§ WORK TASK: Go through the listing and transcribe each line exactly.
══ DATA PROVIDED
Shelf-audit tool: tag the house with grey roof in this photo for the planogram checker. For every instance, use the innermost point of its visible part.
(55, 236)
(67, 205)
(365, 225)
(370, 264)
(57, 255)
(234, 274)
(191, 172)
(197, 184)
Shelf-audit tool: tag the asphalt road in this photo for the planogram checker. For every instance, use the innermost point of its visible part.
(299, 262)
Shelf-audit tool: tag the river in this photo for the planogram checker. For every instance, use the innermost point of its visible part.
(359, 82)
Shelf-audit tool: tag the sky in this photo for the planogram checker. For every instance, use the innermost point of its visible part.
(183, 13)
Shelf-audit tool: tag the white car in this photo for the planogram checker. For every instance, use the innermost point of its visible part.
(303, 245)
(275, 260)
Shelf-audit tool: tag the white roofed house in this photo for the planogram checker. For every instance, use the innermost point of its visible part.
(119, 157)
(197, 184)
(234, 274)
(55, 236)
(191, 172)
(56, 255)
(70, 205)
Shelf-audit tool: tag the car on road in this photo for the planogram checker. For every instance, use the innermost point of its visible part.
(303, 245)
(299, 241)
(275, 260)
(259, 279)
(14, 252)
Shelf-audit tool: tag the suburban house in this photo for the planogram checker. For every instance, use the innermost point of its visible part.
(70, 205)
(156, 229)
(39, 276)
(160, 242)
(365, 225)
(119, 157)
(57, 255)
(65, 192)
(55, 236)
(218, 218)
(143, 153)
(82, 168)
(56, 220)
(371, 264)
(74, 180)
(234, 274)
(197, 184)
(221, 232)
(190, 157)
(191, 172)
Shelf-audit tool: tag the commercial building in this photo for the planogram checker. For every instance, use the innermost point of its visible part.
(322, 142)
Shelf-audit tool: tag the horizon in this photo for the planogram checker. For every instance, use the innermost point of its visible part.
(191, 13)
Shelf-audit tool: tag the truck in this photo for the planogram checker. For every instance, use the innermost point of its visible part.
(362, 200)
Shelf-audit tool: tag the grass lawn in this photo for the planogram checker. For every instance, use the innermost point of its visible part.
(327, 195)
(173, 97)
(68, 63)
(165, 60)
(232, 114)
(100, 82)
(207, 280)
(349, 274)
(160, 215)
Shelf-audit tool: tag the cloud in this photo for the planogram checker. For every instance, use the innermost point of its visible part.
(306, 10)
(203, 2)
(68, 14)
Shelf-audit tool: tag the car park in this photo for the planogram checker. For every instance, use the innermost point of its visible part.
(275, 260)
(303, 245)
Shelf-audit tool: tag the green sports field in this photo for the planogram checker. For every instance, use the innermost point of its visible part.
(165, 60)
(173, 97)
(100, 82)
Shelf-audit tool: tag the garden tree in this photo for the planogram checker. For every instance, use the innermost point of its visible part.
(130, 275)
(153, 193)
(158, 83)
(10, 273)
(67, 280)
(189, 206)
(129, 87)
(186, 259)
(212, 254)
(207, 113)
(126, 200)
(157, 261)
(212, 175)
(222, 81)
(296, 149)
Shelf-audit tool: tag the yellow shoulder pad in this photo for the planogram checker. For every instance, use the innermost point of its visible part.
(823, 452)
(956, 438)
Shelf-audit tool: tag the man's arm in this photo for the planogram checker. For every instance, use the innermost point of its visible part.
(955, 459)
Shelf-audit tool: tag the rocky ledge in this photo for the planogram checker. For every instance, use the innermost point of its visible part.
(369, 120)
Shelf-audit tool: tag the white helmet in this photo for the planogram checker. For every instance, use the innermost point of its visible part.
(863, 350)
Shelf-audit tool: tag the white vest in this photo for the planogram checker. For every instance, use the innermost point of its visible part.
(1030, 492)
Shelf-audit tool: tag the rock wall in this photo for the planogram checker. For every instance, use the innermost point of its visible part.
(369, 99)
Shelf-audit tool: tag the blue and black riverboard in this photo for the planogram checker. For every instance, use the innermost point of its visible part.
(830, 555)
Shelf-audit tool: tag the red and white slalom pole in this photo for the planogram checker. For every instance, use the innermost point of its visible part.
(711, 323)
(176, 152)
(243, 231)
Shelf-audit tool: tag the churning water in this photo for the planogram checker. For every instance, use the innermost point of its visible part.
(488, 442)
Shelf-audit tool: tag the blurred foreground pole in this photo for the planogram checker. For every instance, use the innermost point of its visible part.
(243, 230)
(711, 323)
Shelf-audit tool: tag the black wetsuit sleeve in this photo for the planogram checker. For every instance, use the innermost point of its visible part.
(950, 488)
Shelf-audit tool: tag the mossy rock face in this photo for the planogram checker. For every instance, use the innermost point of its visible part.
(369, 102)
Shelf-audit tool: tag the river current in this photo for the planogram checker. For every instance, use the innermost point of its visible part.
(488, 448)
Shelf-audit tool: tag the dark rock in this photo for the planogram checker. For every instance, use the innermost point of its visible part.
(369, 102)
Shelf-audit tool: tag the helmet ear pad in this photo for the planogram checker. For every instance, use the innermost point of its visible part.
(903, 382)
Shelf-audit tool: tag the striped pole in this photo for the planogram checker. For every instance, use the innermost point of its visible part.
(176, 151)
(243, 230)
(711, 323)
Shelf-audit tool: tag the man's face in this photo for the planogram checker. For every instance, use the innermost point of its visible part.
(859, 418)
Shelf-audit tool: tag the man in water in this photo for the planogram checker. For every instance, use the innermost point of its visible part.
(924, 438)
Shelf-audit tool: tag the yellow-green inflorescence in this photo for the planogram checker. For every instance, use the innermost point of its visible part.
════
§ ANSWER TO THIS TASK:
Shelf-audit tool: tag the house with grey roof in this photo for the planogram checker. For every instance, use the innermost point of its visible part.
(55, 236)
(67, 205)
(365, 225)
(370, 264)
(57, 255)
(234, 274)
(191, 172)
(197, 184)
Shelf-audit tool: tag the asphalt road in this photo for the planogram checker. For every instance, use the innermost point of its visible part.
(299, 262)
Shelf-audit tool: tag the river in this photo for the planogram checker. For every instance, use the innermost point of its visible part.
(359, 82)
Shelf-audit tool: tag the sky in this photo for the planogram checker. For every instance, use the innermost point of its visible part.
(183, 13)
Shelf-audit tool: tag the white car in this photo for the planogram checker. For every instance, use the innermost point of its visible part.
(303, 245)
(275, 260)
Shelf-audit tool: tag the white roofed house in this photo for the planogram checker. For every instance, use the innermost point of its visible part.
(119, 157)
(197, 184)
(234, 274)
(55, 236)
(191, 172)
(56, 255)
(70, 205)
Shelf-audit tool: tag the car on road in this photo for the planogram checker. For every instance, use the innermost point of its visible part.
(303, 245)
(299, 241)
(275, 260)
(259, 279)
(14, 252)
Shelf-audit tool: tag the suburban house in this photo for the planogram checker. For every instance, use the innermost point of its visible part.
(70, 205)
(156, 229)
(39, 276)
(160, 242)
(365, 225)
(119, 157)
(57, 255)
(65, 192)
(55, 236)
(218, 218)
(143, 153)
(82, 168)
(56, 220)
(371, 264)
(74, 180)
(234, 274)
(197, 184)
(221, 232)
(190, 157)
(191, 172)
Shelf-audit tool: tag the commercial building in this photo for the planogram checker. For every instance, use the innermost point of its visible part.
(322, 142)
Shelf-audit tool: tag the horizon in this photo for the planogram checker. For every instance, use the innermost point of its visible part.
(191, 13)
Shelf-audit tool: tag the truck in this photo for the planogram checker. For every instance, use the innermost point of its visible part.
(362, 200)
Shelf-audit tool: tag the grass lawn in this photo for the planogram checker. For every instance, use the innermost point of its visible part.
(327, 195)
(173, 97)
(68, 63)
(165, 60)
(232, 114)
(100, 82)
(207, 280)
(349, 274)
(160, 215)
Shelf-audit tool: tag the cloud in this photo for the planogram checker. For every instance, use the innermost point of its visible part.
(306, 10)
(203, 2)
(68, 14)
Shelf-audit tool: tag the car park in this photo for the planogram checker. For every instance, use the innermost point of its visible part.
(275, 260)
(303, 245)
Shelf-audit tool: tag the green sports field in this photo for the planogram checker. For every instance, use the innermost point of its visible part.
(165, 60)
(173, 97)
(100, 82)
Shelf-audit tool: tag the garden tree in this photo for the planogram checker. For every instance, use the innermost point of its visible part.
(130, 275)
(153, 193)
(158, 83)
(10, 273)
(67, 280)
(189, 206)
(129, 87)
(186, 259)
(212, 254)
(207, 113)
(126, 200)
(157, 261)
(212, 175)
(222, 81)
(296, 149)
Shelf-audit tool: tag the yellow shoulder pad in this photo for the planogram checker. For every instance, use the innermost point of its visible part.
(823, 452)
(956, 438)
Shelf-audit tool: tag the man's arm in this photo for the planogram checker. For every instance, use the innermost point of its visible part.
(955, 459)
Shelf-audit tool: tag the rocky ledge in this photo for the planogram checker. For every instance, use the innermost point of its visible part.
(369, 120)
Shelf-audit tool: tag the white helmet in this photo for the planogram checker. For every instance, use the innermost point of its visible part.
(863, 350)
Shelf-audit tool: tag the white vest in this photo for the planogram checker. For every instance, use the innermost point of its visible part.
(1030, 492)
Shelf-audit tool: tag the rock wall in this photo for the planogram checker. For every instance, use the innermost point of its visible part.
(369, 99)
Shelf-audit tool: tag the blue and black riverboard in this photo for the planogram checker. For every instance, use the innermost point of its visible part.
(830, 555)
Shelf-audit tool: tag the red and white slalom pole in this photo for the planogram checker. For every instance, use the innermost point of its visible part.
(711, 323)
(176, 152)
(243, 231)
Shelf-audit tool: tag the churning water in this photo for the planogram checker. For every instance, use the innermost point of its visible part.
(488, 442)
Shelf-audit tool: tag the blurred foreground pole in this photo for the planogram checker. For every instance, use the innermost point of its visible part.
(243, 230)
(711, 323)
Shelf-audit tool: tag the black wetsuit sleeve in this photo for the planogram checker. For every instance, use the innermost point of its visible part.
(950, 488)
Shelf-audit tool: tag the mossy rock face in this photo for the planogram checker. For every instance, use the innermost point of its visible part.
(369, 102)
Shelf-audit tool: tag the river current in this photo for the planogram checker. For every instance, use the innermost point of its visible part.
(488, 448)
Shelf-audit tool: tag the dark rock in this photo for the planogram checker. For every instance, use the innermost point of its visible part.
(369, 102)
Shelf-audit tool: tag the helmet ear pad in this photo for the planogram checker. For every instance, use the innermost point of its visible part.
(903, 382)
Shelf-audit tool: tag the striped pole in this photo for the planogram checker. For every instance, use the innermost point of its visible part.
(176, 151)
(243, 230)
(711, 323)
Shelf-audit tool: tag the man's face in this photo for the planogram checker. For every instance, use the innermost point of its visible part.
(859, 418)
Shelf-audit tool: tag the man in water in this photo for the planogram checker. For every instance, use the innermost point of its visible part.
(924, 438)
Shelf-audit tool: tag the yellow-green inflorescence in this photo for the planogram checker. For every instance, use the innermost point of its visible part.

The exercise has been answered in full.